* [Information given]
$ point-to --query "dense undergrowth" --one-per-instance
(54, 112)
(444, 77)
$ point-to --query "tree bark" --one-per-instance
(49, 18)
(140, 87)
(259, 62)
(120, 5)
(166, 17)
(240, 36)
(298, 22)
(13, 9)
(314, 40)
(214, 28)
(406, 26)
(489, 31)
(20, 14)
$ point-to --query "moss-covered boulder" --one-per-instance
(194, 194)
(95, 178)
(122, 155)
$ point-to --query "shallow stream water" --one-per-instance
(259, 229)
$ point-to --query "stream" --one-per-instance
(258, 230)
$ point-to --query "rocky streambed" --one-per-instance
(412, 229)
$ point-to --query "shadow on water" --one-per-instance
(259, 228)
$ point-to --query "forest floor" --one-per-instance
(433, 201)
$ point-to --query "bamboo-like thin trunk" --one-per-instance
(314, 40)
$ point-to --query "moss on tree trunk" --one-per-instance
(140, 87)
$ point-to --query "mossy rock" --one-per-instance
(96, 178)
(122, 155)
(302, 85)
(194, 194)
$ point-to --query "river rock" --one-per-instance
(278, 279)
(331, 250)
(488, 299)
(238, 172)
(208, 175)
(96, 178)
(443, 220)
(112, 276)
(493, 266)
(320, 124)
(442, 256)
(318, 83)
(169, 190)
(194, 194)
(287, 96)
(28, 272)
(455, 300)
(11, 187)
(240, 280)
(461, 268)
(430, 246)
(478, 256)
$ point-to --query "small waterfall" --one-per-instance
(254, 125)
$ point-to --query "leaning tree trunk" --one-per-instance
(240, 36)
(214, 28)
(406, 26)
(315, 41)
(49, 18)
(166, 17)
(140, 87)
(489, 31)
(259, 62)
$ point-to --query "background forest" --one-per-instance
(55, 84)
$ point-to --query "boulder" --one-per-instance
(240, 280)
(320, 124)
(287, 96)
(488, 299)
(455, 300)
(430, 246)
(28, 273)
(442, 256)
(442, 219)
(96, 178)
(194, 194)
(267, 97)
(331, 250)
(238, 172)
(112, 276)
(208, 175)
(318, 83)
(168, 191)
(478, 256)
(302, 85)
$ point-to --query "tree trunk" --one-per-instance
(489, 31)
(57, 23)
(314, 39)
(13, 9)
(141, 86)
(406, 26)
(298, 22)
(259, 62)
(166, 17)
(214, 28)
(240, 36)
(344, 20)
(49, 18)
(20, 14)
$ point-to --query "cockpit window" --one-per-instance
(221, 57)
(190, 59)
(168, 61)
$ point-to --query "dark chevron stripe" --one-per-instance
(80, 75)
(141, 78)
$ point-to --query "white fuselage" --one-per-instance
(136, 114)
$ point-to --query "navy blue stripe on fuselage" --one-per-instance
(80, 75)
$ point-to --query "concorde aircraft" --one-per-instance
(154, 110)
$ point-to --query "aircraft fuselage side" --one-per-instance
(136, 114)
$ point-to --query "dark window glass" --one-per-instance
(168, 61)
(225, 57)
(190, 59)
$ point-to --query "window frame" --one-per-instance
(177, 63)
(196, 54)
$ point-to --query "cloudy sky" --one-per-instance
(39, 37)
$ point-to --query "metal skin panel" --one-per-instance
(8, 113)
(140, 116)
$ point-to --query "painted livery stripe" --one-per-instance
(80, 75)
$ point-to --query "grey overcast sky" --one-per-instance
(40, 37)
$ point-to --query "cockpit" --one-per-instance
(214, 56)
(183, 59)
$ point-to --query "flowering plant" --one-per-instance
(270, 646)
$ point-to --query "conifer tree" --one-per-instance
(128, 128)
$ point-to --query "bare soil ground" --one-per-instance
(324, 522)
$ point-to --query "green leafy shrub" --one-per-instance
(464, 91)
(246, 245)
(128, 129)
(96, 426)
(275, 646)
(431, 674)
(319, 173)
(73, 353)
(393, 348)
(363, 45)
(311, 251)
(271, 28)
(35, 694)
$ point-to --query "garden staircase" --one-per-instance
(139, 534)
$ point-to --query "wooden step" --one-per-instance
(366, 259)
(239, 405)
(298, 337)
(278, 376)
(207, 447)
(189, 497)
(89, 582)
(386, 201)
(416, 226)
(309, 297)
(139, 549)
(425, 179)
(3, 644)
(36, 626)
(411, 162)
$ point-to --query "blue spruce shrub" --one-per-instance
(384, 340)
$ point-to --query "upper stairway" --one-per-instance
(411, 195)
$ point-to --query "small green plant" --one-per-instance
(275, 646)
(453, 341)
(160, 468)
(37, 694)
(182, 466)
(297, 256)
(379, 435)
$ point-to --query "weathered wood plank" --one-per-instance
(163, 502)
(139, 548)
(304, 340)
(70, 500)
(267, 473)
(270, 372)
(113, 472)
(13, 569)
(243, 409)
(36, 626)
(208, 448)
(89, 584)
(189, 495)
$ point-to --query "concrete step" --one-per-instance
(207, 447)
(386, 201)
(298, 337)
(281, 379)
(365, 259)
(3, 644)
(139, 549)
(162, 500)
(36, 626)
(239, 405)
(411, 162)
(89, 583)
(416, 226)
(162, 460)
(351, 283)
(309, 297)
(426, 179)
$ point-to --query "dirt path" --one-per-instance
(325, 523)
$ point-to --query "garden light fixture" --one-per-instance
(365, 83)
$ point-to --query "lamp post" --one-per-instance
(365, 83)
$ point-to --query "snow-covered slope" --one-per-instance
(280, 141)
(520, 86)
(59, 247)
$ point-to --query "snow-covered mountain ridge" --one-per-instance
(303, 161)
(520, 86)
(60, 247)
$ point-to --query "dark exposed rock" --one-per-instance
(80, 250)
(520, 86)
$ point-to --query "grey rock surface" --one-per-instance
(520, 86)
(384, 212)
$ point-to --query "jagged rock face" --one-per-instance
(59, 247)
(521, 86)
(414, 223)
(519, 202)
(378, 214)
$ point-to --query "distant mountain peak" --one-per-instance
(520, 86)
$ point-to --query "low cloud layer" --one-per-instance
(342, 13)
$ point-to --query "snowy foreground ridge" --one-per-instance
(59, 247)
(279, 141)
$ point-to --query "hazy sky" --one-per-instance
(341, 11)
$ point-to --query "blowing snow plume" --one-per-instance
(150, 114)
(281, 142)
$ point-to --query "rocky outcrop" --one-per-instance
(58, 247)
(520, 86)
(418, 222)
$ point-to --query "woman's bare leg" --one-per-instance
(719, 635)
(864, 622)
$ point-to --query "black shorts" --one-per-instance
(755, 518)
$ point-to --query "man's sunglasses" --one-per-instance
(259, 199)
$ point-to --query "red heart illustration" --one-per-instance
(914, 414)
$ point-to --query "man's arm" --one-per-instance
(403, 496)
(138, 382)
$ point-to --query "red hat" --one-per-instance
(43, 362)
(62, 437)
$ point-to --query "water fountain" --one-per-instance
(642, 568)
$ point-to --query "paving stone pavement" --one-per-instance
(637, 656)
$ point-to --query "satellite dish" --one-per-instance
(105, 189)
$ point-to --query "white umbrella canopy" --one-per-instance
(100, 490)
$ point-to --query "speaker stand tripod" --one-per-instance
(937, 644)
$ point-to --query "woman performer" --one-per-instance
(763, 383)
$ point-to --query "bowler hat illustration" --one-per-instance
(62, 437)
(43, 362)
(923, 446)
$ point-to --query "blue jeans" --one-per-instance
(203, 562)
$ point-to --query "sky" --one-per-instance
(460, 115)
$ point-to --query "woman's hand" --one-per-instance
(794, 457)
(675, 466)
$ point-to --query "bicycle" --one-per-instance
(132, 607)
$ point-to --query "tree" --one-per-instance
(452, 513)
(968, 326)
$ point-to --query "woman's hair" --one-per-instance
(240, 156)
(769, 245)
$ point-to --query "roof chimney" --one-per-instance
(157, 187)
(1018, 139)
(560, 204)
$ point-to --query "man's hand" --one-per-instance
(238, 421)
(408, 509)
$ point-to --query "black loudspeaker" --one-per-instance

* [What you will do]
Retype the listing. Match it exactly.

* [Result of the exercise]
$ point-to --query "dense undergrowth" --one-per-instance
(54, 112)
(444, 77)
$ point-to --query "tree bark" --one-per-instance
(49, 18)
(140, 87)
(259, 62)
(120, 5)
(166, 17)
(240, 36)
(298, 22)
(13, 9)
(314, 40)
(214, 28)
(406, 26)
(489, 31)
(20, 14)
$ point-to --query "moss-covered boulder" --one-per-instance
(194, 194)
(95, 178)
(122, 155)
$ point-to --query "shallow stream water" --one-per-instance
(259, 229)
$ point-to --query "stream" --one-per-instance
(258, 230)
$ point-to --query "rocky streambed" --one-per-instance
(412, 229)
$ point-to --query "shadow on water" --one-per-instance
(259, 228)
$ point-to --query "forest floor" --one-per-instance
(433, 201)
$ point-to --query "bamboo-like thin trunk" --one-per-instance
(314, 40)
$ point-to --query "moss on tree trunk" --one-per-instance
(140, 87)
$ point-to --query "mossy rock" --one-per-instance
(96, 178)
(122, 155)
(302, 85)
(194, 194)
$ point-to --query "river rock" --one-per-instance
(278, 279)
(331, 250)
(488, 299)
(238, 172)
(208, 175)
(96, 178)
(443, 220)
(112, 276)
(493, 266)
(320, 124)
(442, 256)
(318, 83)
(169, 190)
(194, 194)
(287, 96)
(28, 272)
(455, 300)
(11, 187)
(240, 280)
(461, 268)
(430, 246)
(478, 256)
$ point-to --query "small waterfall" --one-per-instance
(254, 125)
$ point-to --query "leaning tree trunk" --one-per-instance
(240, 36)
(214, 28)
(406, 26)
(315, 41)
(49, 18)
(166, 17)
(140, 87)
(489, 31)
(259, 62)
$ point-to --query "background forest" --one-per-instance
(55, 84)
$ point-to --query "boulder" --one-per-instance
(240, 280)
(320, 124)
(287, 96)
(488, 299)
(455, 300)
(430, 246)
(28, 273)
(442, 256)
(442, 219)
(96, 178)
(194, 194)
(267, 97)
(331, 250)
(238, 172)
(112, 276)
(208, 175)
(318, 83)
(168, 191)
(478, 256)
(302, 85)
$ point-to --query "tree trunk" --one-per-instance
(489, 31)
(57, 23)
(314, 39)
(13, 9)
(141, 86)
(406, 26)
(298, 22)
(259, 62)
(166, 17)
(214, 28)
(240, 36)
(344, 20)
(49, 18)
(20, 14)
$ point-to --query "cockpit window" --one-per-instance
(221, 57)
(190, 59)
(168, 61)
$ point-to --query "dark chevron stripe" --one-per-instance
(80, 75)
(141, 78)
$ point-to --query "white fuselage" --one-per-instance
(136, 114)
$ point-to --query "navy blue stripe on fuselage" --one-per-instance
(80, 75)
$ point-to --query "concorde aircraft" --one-per-instance
(154, 110)
$ point-to --query "aircraft fuselage side" --one-per-instance
(136, 114)
$ point-to --query "dark window glass" --one-per-instance
(168, 61)
(225, 57)
(190, 59)
$ point-to --query "window frame" --one-per-instance
(177, 63)
(196, 54)
$ point-to --query "cloudy sky" --one-per-instance
(39, 37)
$ point-to --query "metal skin panel" --one-per-instance
(8, 113)
(140, 116)
$ point-to --query "painted livery stripe" --one-per-instance
(80, 75)
$ point-to --query "grey overcast sky" --one-per-instance
(40, 37)
$ point-to --query "cockpit" --one-per-instance
(214, 56)
(183, 59)
$ point-to --query "flowering plant" --one-per-instance
(270, 646)
$ point-to --query "conifer tree" --one-per-instance
(128, 128)
$ point-to --query "bare soil ground" --one-per-instance
(324, 522)
$ point-to --query "green leafy shrub" --one-per-instance
(464, 91)
(246, 245)
(128, 129)
(96, 426)
(275, 646)
(431, 674)
(319, 173)
(73, 353)
(393, 348)
(363, 45)
(311, 251)
(271, 28)
(35, 694)
$ point-to --query "garden staircase" --one-per-instance
(139, 534)
$ point-to --query "wooden step" --one-per-instance
(366, 259)
(239, 405)
(298, 337)
(278, 376)
(207, 447)
(189, 497)
(89, 582)
(386, 201)
(416, 226)
(309, 297)
(139, 549)
(425, 179)
(3, 644)
(36, 626)
(411, 162)
$ point-to --query "blue spruce shrub" --one-per-instance
(384, 340)
$ point-to --query "upper stairway" --one-per-instance
(411, 195)
$ point-to --query "small green plant" --one-per-instance
(275, 646)
(453, 341)
(160, 468)
(37, 694)
(182, 466)
(297, 256)
(379, 435)
$ point-to --query "weathered wood plank" --one-per-instance
(163, 502)
(139, 548)
(304, 340)
(70, 500)
(267, 473)
(270, 372)
(113, 472)
(13, 569)
(243, 409)
(36, 626)
(208, 448)
(89, 584)
(189, 495)
$ point-to --query "concrete step" --one-per-instance
(207, 447)
(386, 201)
(298, 337)
(281, 379)
(365, 259)
(3, 644)
(139, 549)
(162, 500)
(36, 626)
(239, 405)
(411, 162)
(89, 583)
(416, 226)
(162, 460)
(351, 283)
(309, 297)
(426, 179)
$ point-to --query "dirt path" --one-per-instance
(325, 523)
$ point-to --query "garden light fixture" --one-per-instance
(365, 83)
$ point-to --query "lamp post" --one-per-instance
(365, 83)
$ point-to --query "snow-covered slope" --one-per-instance
(280, 141)
(520, 86)
(59, 247)
$ point-to --query "snow-covered mountain ridge" --one-per-instance
(303, 161)
(520, 86)
(60, 247)
$ point-to --query "dark exposed rock" --one-per-instance
(80, 250)
(520, 86)
$ point-to --query "grey rock surface" --one-per-instance
(520, 86)
(384, 212)
$ point-to --query "jagged rock face" --one-per-instance
(59, 247)
(521, 86)
(414, 223)
(519, 202)
(378, 214)
$ point-to --query "distant mountain peak" --one-per-instance
(520, 86)
$ point-to --query "low cloud layer" --one-per-instance
(342, 13)
$ point-to --query "snowy foreground ridge" --one-per-instance
(59, 247)
(279, 141)
$ point-to --query "hazy sky" --one-per-instance
(341, 11)
$ point-to --query "blowing snow plume" --one-per-instance
(150, 114)
(281, 142)
$ point-to --query "rocky outcrop" --one-per-instance
(58, 247)
(520, 86)
(418, 222)
$ point-to --query "woman's bare leg" --one-per-instance
(719, 635)
(864, 622)
$ point-to --query "black shorts" --one-per-instance
(755, 518)
$ point-to --query "man's sunglasses" --one-per-instance
(259, 199)
$ point-to --query "red heart illustration" --one-per-instance
(914, 414)
$ point-to --query "man's arm" --one-per-instance
(403, 496)
(138, 382)
$ point-to --query "red hat" --one-per-instance
(43, 362)
(62, 437)
$ point-to --query "water fountain" --one-per-instance
(642, 568)
$ point-to --query "paving stone pavement" --one-per-instance
(637, 656)
$ point-to --query "satellite dish" --one-per-instance
(105, 189)
$ point-to --query "white umbrella canopy" --one-per-instance
(100, 490)
$ point-to --query "speaker stand tripod" --one-per-instance
(937, 644)
$ point-to --query "woman performer" --one-per-instance
(763, 383)
$ point-to --query "bowler hat illustration" --one-per-instance
(62, 437)
(43, 362)
(923, 446)
$ point-to --query "blue jeans" --one-per-instance
(203, 562)
$ point-to --query "sky" --one-per-instance
(460, 115)
$ point-to --query "woman's hand" --one-per-instance
(794, 457)
(675, 466)
$ point-to --query "bicycle" --one-per-instance
(132, 607)
$ point-to --query "tree" --one-per-instance
(452, 513)
(968, 326)
$ point-to --query "woman's hair" --one-per-instance
(240, 156)
(769, 245)
$ point-to --query "roof chimney" --one-per-instance
(157, 187)
(1018, 139)
(560, 204)
$ point-to --query "man's hand" --one-per-instance
(238, 421)
(408, 509)
$ point-to --query "black loudspeaker" --one-per-instance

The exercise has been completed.